Suap PLTU Riau: Eni Nyatakan “Fee” dari Kotjo Halal

Ilustrasi: Mantan Ketua DPR Setya Novanto dan pemegang saham Blakgold Natural Resources (BNR) Ltd Johanes Budisutrisno Kotjo bersaksi dalam sidang untuk terdakwa anggota Komisi VII DPR dari fraksi Partai Golkar Eni Maulani Saragih didakwa menerima suap senilai Rp4,75 miliar serta gratifikasi sejumlah Rp5,6 miliar dan 40 ribu dolar Singapura (sekitar Rp410 juta) di pengadilan tindak pidana korupsi (Tipikor) Jakarta, Selasa (18/12/2018)/Antara-Desca Lidya Natalia

Koran Sulindo – Anggota Komisi VII DPR non-aktif dari fraksi Partai Golkar Eni Maulani Saragih mengaku “fee” yang diterimanya dari pemegang saham Blakgold Natural Resources (BNR) Ltd Johanes Budisutrisno Kotjo halal, karena merupakan “fee” untuk agen.

“Tentang fee 2,5 persen memang dari CHEC (China Huadian Engineering Company).  Memang selalu disampaikan Pak Kotjo kalau ‘fee’ itu halal, legal, karena Pak Kotjo mendaftarkannya dengan pajak. Saya membantu karena saya yakin tak menyalahi aturan,” kata Eni, dalam sidang di pengadilan Tindak Pidana Korupsi (Tipikor) Jakarta, Selasa (18/12/2018), seperti dikutip antaranews.com.

Dalam kasus suap ini, Eni didakwa menerima suap senilai Rp4,75 miliar dari pemegang saham BNR Ltd Johanes Budisutrisno Kotjo serta gratifikasi sejumlah Rp5,6 miliar dan 40 ribu dolar Singapura (sekitar Rp410 juta) dari pengusaha yang bergerak di bidang energi dan tambang itu.

§ TUGAS SINGKAT 1:
Salin secara persis bagian berita suap PLTU Riau di atas, dari "Koran Sulindo –" hingga "seperti dikutip antaranews.com.", termasuk kedua ujungnya.
§ TUGAS SINGKAT 2:
Teruskan berita tentang suap PLTU Riau di atas, dimulai setelah kalimat terakhirnya.

§ ENTRI TERSEDIA:
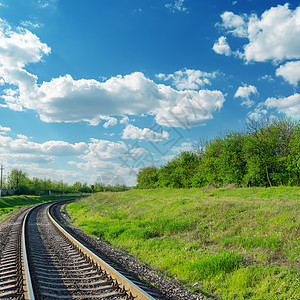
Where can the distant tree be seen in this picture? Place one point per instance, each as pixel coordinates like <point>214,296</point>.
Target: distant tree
<point>147,178</point>
<point>180,171</point>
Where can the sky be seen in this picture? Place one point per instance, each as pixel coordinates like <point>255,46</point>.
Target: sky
<point>92,91</point>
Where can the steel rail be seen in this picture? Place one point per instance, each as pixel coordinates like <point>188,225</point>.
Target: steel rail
<point>121,280</point>
<point>29,295</point>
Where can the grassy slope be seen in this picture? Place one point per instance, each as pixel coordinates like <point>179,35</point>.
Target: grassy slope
<point>11,203</point>
<point>231,243</point>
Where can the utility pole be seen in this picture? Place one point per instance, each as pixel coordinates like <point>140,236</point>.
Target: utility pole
<point>1,181</point>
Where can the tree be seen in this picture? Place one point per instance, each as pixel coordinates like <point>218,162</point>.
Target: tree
<point>147,178</point>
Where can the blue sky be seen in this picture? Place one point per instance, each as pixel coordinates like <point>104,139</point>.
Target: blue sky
<point>92,91</point>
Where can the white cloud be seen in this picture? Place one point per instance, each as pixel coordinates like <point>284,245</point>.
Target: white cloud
<point>18,48</point>
<point>222,47</point>
<point>29,24</point>
<point>244,92</point>
<point>4,130</point>
<point>50,148</point>
<point>124,120</point>
<point>132,132</point>
<point>266,77</point>
<point>177,5</point>
<point>100,156</point>
<point>193,108</point>
<point>275,35</point>
<point>64,99</point>
<point>188,79</point>
<point>289,106</point>
<point>110,122</point>
<point>236,24</point>
<point>257,114</point>
<point>290,72</point>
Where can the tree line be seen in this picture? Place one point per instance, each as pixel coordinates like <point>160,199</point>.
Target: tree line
<point>21,184</point>
<point>264,153</point>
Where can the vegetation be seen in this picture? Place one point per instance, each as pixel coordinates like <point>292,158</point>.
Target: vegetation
<point>266,153</point>
<point>11,203</point>
<point>230,243</point>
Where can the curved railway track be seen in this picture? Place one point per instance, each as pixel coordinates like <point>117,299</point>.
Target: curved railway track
<point>39,260</point>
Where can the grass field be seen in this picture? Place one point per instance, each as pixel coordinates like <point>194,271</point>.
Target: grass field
<point>230,243</point>
<point>11,203</point>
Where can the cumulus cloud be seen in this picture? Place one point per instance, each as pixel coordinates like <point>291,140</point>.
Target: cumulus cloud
<point>245,92</point>
<point>4,130</point>
<point>102,156</point>
<point>177,6</point>
<point>18,48</point>
<point>50,148</point>
<point>110,122</point>
<point>235,24</point>
<point>222,47</point>
<point>64,99</point>
<point>124,120</point>
<point>290,72</point>
<point>289,106</point>
<point>275,35</point>
<point>257,114</point>
<point>188,79</point>
<point>194,108</point>
<point>132,132</point>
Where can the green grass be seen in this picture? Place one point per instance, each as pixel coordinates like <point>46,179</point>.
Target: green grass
<point>230,243</point>
<point>12,203</point>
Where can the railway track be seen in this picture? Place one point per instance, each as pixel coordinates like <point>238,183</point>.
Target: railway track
<point>39,260</point>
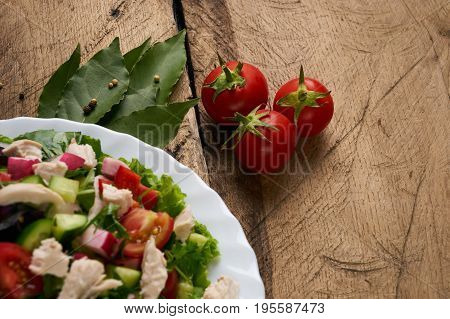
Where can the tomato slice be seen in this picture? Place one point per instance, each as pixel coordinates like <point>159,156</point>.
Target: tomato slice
<point>127,179</point>
<point>148,197</point>
<point>5,177</point>
<point>140,225</point>
<point>165,225</point>
<point>16,280</point>
<point>170,290</point>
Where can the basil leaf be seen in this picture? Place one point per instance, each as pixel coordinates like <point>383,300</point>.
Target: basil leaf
<point>91,81</point>
<point>53,143</point>
<point>132,57</point>
<point>53,90</point>
<point>5,139</point>
<point>156,125</point>
<point>166,59</point>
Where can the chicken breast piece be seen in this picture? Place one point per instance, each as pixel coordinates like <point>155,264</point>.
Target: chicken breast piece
<point>48,169</point>
<point>224,288</point>
<point>33,194</point>
<point>86,280</point>
<point>184,223</point>
<point>24,148</point>
<point>49,259</point>
<point>154,272</point>
<point>84,151</point>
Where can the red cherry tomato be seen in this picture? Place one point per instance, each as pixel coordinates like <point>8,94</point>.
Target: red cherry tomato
<point>127,179</point>
<point>315,114</point>
<point>141,224</point>
<point>170,290</point>
<point>16,280</point>
<point>5,177</point>
<point>148,197</point>
<point>246,90</point>
<point>266,149</point>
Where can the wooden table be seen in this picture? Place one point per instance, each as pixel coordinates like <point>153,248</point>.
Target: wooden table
<point>369,216</point>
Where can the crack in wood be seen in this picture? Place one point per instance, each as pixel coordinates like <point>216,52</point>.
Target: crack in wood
<point>402,265</point>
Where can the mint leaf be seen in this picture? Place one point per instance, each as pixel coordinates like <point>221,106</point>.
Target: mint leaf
<point>5,139</point>
<point>171,198</point>
<point>91,82</point>
<point>53,90</point>
<point>166,59</point>
<point>53,143</point>
<point>156,125</point>
<point>133,56</point>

§ JAWABAN 1:
Koran Sulindo – Anggota Komisi VII DPR non-aktif dari fraksi Partai Golkar Eni Maulani Saragih mengaku “fee” yang diterimanya dari pemegang saham Blakgold Natural Resources (BNR) Ltd Johanes Budisutrisno Kotjo halal, karena merupakan “fee” untuk agen.

“Tentang fee 2,5 persen memang dari CHEC (China Huadian Engineering Company).  Memang selalu disampaikan Pak Kotjo kalau ‘fee’ itu halal, legal, karena Pak Kotjo mendaftarkannya dengan pajak. Saya membantu karena saya yakin tak menyalahi aturan,” kata Eni, dalam sidang di pengadilan Tindak Pidana Korupsi (Tipikor) Jakarta, Selasa (18/12/2018), seperti dikutip antaranews.com.

§ JAWABAN 2:
“Saya mengakui memang pemberian bantuan Pak Kotjo 4 kali ada Rp4 miliar-an. Tapi pemberian itu tak terkait PLTU. Semua pemberian itu ada tanda terimanya. Jadi saya tak sembunyi-sembunyi karena saya tidak menganggap itu suap.  Saya mengakui salah menerima pemberian dan saya sudah mengembalikan,” katanya.

“Fee” tersebut adalah imbalan dari pengurusan proyek “Independent Power Producer” (IPP) Pembangkit Listrik Tenaga Uap Mulut Tambang RIAU-1 (PLTU MT RIAU-1) antara PT Pembangkitan Jawa Bali Investasi (PT PJBI), Blackgold Natural Resources (BNR) Ltd dan China Huadian Engineering Company (CHEC), Ltd.

Dalam dakwaan disebutkan bahwa Kotjo pada sekitar 2015 mengetahui rencana pembangunan PLTU Mulut Tambang Riau 1 sehingga ia mencari investor dan didapatlah CHEC Ltd dengan kesepakatan bila proyek berjalan maka Kotjo akan mendapat ‘fee’ sebesar 2,5 persen atau sekitar 25 juta dolar AS dari perkiraan nilai proyek 900 juta dolar AS.

Dari jumlah tersebut, Eni diduga juga akan mendapat bagian 3,5 persen atau sekitar 875 ribu dolar AS.

“Saya beri tahu Ibu Eni kalau tidak salah saya akan dapat 2,5 persen dan itu halal karena itu ‘agent fee’ jadi semua dapat ‘fee’. Setelah saya yakin Bu Eni dapat mempertemukan saya dengan Pak Sofyan Basir, saya katakan saya dapat ‘agent fee’ 2,5 persen tapi saya tidak pernah mengatakan Ibu Eni dapat berapa,” kata Kotjo, yang bersaksi dalam persidangan hari ini.

“Dalam BAP saudara mengatakan ‘Saya sampaikan bahwa saya dapat ‘agent fee’ 2,5 persen tahun 2016 ketika berada di lobi gedung PLN. Saya beri tahu karena saya ingin memastikan Eni bisa mempertemukan saya dengan Pak Sofyan Basir, yang tahu soal ‘agent fee’ 2,5 persen selain saya, adalah Setya Novanto dan Eni Maulani Saragih’, apakah ini benar?” tanya jaksa penuntut umum KPK Ronald Worotikan.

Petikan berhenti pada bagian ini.